Identify the line in which "rear window in" appears, then reproduce that line and all remaining lines of the records word for word.

========================================

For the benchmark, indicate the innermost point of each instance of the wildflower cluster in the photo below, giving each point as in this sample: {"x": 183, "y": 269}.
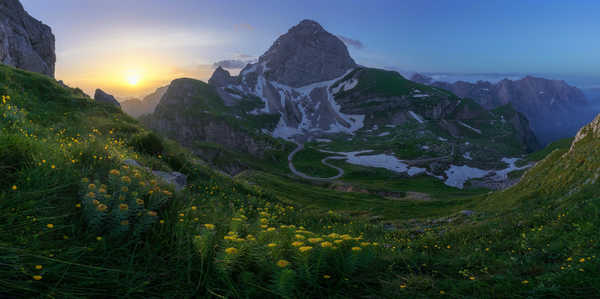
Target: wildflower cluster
{"x": 126, "y": 203}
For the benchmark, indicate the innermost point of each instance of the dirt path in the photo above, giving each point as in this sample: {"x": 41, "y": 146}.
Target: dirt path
{"x": 323, "y": 161}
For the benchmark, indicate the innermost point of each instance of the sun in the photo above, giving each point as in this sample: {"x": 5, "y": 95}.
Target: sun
{"x": 133, "y": 78}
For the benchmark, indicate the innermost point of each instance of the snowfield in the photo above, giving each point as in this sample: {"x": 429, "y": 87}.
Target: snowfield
{"x": 416, "y": 117}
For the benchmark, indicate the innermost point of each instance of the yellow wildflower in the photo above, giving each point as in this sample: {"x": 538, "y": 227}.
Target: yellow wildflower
{"x": 282, "y": 263}
{"x": 101, "y": 207}
{"x": 305, "y": 248}
{"x": 326, "y": 244}
{"x": 231, "y": 250}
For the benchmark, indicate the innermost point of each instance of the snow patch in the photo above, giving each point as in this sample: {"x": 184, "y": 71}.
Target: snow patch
{"x": 416, "y": 117}
{"x": 388, "y": 162}
{"x": 469, "y": 127}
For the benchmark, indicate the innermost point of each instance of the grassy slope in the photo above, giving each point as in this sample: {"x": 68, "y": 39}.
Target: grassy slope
{"x": 537, "y": 239}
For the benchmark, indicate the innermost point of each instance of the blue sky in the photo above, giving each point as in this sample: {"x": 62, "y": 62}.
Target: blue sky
{"x": 165, "y": 39}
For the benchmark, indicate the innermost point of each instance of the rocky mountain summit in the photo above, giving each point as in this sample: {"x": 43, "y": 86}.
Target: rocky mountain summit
{"x": 305, "y": 54}
{"x": 25, "y": 42}
{"x": 554, "y": 108}
{"x": 103, "y": 97}
{"x": 306, "y": 88}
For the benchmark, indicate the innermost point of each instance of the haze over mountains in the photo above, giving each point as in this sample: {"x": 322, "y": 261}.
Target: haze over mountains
{"x": 305, "y": 176}
{"x": 554, "y": 109}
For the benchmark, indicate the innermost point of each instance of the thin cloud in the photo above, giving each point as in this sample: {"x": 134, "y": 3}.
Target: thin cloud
{"x": 352, "y": 42}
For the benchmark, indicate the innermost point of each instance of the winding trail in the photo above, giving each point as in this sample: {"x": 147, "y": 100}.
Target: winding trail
{"x": 323, "y": 161}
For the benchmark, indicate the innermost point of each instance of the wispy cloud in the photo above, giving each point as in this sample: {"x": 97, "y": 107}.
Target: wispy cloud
{"x": 352, "y": 42}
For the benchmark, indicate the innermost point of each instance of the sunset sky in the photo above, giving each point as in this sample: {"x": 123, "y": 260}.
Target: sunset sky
{"x": 111, "y": 44}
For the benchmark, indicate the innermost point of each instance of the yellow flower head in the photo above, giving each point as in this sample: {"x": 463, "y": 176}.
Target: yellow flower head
{"x": 231, "y": 250}
{"x": 282, "y": 263}
{"x": 305, "y": 248}
{"x": 326, "y": 244}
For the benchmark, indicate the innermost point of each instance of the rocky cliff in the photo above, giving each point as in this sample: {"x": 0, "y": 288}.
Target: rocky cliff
{"x": 189, "y": 112}
{"x": 137, "y": 108}
{"x": 554, "y": 108}
{"x": 25, "y": 42}
{"x": 102, "y": 97}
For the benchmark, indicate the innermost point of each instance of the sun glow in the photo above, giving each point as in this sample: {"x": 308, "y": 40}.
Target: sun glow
{"x": 133, "y": 78}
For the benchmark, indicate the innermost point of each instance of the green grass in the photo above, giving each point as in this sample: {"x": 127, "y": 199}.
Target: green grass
{"x": 224, "y": 237}
{"x": 308, "y": 161}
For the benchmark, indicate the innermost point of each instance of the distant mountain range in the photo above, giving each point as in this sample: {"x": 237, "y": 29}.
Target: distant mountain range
{"x": 554, "y": 108}
{"x": 307, "y": 89}
{"x": 137, "y": 108}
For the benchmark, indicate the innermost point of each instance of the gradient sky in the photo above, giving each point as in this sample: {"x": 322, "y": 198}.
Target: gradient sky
{"x": 99, "y": 43}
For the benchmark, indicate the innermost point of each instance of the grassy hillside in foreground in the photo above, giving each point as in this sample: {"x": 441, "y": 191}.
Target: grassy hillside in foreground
{"x": 76, "y": 222}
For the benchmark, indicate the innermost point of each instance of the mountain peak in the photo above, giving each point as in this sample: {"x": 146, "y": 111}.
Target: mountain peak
{"x": 306, "y": 54}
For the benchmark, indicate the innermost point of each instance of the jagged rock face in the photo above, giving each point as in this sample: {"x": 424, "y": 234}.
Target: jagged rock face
{"x": 179, "y": 116}
{"x": 554, "y": 108}
{"x": 293, "y": 78}
{"x": 591, "y": 129}
{"x": 306, "y": 54}
{"x": 137, "y": 108}
{"x": 102, "y": 97}
{"x": 25, "y": 42}
{"x": 220, "y": 78}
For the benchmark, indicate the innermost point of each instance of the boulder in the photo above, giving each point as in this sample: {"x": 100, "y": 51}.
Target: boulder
{"x": 103, "y": 97}
{"x": 25, "y": 42}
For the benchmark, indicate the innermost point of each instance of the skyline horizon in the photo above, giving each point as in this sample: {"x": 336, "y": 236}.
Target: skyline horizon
{"x": 162, "y": 42}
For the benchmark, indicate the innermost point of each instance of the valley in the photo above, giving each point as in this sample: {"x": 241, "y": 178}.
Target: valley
{"x": 305, "y": 175}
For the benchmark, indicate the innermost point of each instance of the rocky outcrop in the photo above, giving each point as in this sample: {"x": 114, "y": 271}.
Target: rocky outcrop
{"x": 137, "y": 108}
{"x": 591, "y": 129}
{"x": 293, "y": 79}
{"x": 553, "y": 108}
{"x": 306, "y": 54}
{"x": 25, "y": 42}
{"x": 103, "y": 97}
{"x": 220, "y": 78}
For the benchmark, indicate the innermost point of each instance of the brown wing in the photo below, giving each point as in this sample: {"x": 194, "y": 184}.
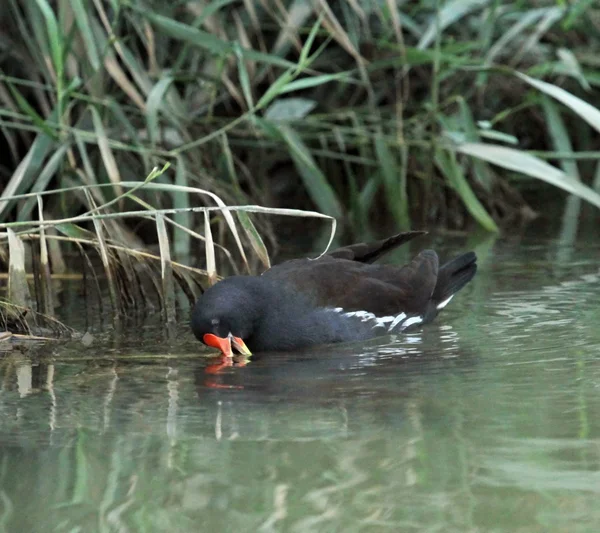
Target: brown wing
{"x": 353, "y": 285}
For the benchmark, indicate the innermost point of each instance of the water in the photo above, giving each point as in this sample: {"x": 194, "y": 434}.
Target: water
{"x": 487, "y": 421}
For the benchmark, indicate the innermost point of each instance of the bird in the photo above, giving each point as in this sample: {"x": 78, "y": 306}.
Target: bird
{"x": 342, "y": 296}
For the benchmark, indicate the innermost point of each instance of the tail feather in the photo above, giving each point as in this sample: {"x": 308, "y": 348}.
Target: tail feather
{"x": 452, "y": 277}
{"x": 371, "y": 251}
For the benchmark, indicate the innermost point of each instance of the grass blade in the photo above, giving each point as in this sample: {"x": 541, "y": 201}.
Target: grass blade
{"x": 524, "y": 163}
{"x": 18, "y": 289}
{"x": 315, "y": 181}
{"x": 168, "y": 284}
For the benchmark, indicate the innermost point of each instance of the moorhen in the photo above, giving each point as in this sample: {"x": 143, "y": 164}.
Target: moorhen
{"x": 339, "y": 297}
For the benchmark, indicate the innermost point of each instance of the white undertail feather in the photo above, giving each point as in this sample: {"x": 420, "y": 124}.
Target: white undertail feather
{"x": 443, "y": 304}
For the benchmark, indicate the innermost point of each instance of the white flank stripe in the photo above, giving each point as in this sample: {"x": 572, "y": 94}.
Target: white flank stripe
{"x": 413, "y": 320}
{"x": 443, "y": 304}
{"x": 397, "y": 321}
{"x": 383, "y": 321}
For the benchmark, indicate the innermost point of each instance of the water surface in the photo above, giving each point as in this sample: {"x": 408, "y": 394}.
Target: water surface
{"x": 487, "y": 421}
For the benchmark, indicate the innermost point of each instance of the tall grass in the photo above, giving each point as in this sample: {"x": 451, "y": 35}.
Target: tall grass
{"x": 370, "y": 104}
{"x": 403, "y": 113}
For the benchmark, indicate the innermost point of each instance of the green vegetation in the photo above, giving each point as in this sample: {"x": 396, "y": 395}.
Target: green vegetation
{"x": 425, "y": 113}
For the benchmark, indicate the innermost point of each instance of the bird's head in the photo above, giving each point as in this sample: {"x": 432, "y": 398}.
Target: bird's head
{"x": 226, "y": 314}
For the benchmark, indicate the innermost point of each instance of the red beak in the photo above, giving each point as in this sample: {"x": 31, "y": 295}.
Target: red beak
{"x": 224, "y": 344}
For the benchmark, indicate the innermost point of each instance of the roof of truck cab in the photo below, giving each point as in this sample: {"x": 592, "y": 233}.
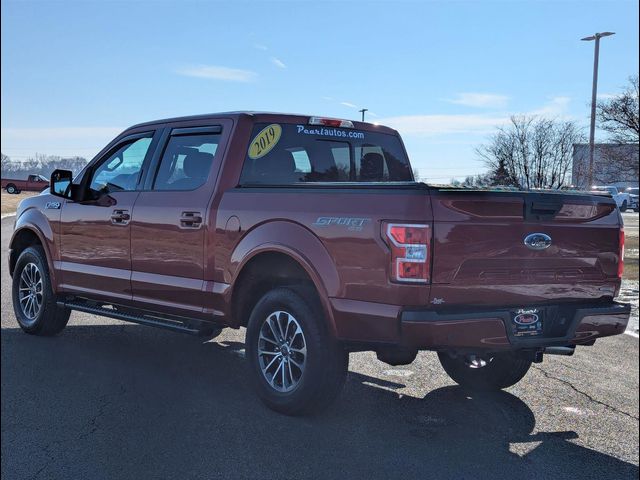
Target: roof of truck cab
{"x": 263, "y": 116}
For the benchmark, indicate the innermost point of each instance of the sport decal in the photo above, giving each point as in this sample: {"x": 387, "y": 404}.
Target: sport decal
{"x": 264, "y": 142}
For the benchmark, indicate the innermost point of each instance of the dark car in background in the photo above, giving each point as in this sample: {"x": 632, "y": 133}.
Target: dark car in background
{"x": 33, "y": 183}
{"x": 633, "y": 194}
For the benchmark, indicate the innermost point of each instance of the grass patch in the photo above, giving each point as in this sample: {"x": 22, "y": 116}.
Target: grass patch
{"x": 631, "y": 258}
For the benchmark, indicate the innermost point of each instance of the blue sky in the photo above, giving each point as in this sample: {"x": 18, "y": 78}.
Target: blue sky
{"x": 444, "y": 74}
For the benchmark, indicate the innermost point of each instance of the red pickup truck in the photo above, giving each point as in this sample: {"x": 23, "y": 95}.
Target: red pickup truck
{"x": 33, "y": 183}
{"x": 312, "y": 233}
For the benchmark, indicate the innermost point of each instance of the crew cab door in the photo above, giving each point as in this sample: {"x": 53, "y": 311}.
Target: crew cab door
{"x": 95, "y": 248}
{"x": 172, "y": 216}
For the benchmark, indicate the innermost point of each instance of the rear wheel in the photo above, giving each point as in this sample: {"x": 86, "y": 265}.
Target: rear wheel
{"x": 297, "y": 367}
{"x": 34, "y": 302}
{"x": 485, "y": 373}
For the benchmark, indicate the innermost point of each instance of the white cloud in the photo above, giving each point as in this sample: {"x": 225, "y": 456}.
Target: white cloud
{"x": 277, "y": 62}
{"x": 555, "y": 107}
{"x": 434, "y": 125}
{"x": 216, "y": 72}
{"x": 21, "y": 143}
{"x": 57, "y": 133}
{"x": 468, "y": 124}
{"x": 480, "y": 100}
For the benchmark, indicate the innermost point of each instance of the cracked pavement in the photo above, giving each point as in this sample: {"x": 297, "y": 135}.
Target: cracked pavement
{"x": 111, "y": 400}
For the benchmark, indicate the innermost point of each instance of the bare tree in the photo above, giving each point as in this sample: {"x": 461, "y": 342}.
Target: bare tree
{"x": 620, "y": 115}
{"x": 620, "y": 118}
{"x": 531, "y": 152}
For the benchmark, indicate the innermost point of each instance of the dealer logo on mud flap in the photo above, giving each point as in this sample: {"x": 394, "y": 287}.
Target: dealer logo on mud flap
{"x": 527, "y": 322}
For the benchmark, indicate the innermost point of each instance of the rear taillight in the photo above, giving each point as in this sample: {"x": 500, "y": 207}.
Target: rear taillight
{"x": 409, "y": 245}
{"x": 621, "y": 256}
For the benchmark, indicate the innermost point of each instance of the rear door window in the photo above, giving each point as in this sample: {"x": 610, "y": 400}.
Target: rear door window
{"x": 186, "y": 162}
{"x": 288, "y": 153}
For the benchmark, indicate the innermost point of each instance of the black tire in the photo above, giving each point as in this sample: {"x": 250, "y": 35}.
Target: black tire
{"x": 502, "y": 371}
{"x": 325, "y": 362}
{"x": 49, "y": 319}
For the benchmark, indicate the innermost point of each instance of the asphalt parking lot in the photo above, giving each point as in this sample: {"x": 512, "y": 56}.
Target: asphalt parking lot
{"x": 107, "y": 399}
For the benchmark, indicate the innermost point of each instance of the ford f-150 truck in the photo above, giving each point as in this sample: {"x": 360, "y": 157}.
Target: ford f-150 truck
{"x": 33, "y": 183}
{"x": 312, "y": 233}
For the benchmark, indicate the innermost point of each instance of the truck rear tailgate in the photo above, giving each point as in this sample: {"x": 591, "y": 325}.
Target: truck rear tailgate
{"x": 480, "y": 256}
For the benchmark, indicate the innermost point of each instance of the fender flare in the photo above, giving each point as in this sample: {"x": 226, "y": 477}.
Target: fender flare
{"x": 34, "y": 221}
{"x": 297, "y": 242}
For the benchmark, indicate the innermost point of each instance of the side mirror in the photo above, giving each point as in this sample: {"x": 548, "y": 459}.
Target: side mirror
{"x": 60, "y": 184}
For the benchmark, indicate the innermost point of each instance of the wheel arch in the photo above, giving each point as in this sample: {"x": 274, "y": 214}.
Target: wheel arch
{"x": 25, "y": 235}
{"x": 292, "y": 253}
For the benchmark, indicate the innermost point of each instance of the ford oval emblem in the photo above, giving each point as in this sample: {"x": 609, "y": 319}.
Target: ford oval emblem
{"x": 527, "y": 318}
{"x": 537, "y": 241}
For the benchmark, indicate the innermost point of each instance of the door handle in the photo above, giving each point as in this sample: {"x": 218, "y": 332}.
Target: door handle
{"x": 120, "y": 217}
{"x": 190, "y": 220}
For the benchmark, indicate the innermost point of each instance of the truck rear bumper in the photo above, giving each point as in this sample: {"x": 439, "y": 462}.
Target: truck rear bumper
{"x": 492, "y": 330}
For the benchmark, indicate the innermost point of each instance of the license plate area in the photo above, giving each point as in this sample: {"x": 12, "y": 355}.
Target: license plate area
{"x": 527, "y": 322}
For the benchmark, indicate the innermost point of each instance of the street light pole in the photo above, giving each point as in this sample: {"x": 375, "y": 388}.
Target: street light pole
{"x": 594, "y": 93}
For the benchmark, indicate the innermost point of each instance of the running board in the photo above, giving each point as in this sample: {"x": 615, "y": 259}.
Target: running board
{"x": 141, "y": 318}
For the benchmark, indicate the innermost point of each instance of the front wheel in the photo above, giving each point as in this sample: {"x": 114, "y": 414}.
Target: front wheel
{"x": 485, "y": 373}
{"x": 297, "y": 367}
{"x": 34, "y": 302}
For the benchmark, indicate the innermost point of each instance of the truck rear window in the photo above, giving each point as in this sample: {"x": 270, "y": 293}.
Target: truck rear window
{"x": 281, "y": 154}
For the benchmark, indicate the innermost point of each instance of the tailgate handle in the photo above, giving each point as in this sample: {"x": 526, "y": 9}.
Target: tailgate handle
{"x": 542, "y": 210}
{"x": 120, "y": 217}
{"x": 190, "y": 220}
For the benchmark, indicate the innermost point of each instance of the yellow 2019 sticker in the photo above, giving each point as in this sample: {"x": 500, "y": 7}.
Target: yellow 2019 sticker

========================================

### RESPONSE
For the benchmark, indicate the innermost point of each instance of the truck rear window in the photo above, giving each point as in this sample: {"x": 270, "y": 293}.
Target: truck rear window
{"x": 281, "y": 154}
For the benchmark, indicate the innermost point of each instance of the tailgate handle in the photo above, giving each point as in this sample: {"x": 526, "y": 9}.
Target: tailgate handle
{"x": 542, "y": 210}
{"x": 120, "y": 217}
{"x": 190, "y": 220}
For the benchmark, indicate the innermost point of each instance of the yellow 2019 sticker in the photo above, giving each point as in this sample: {"x": 500, "y": 7}.
Target: yellow 2019 sticker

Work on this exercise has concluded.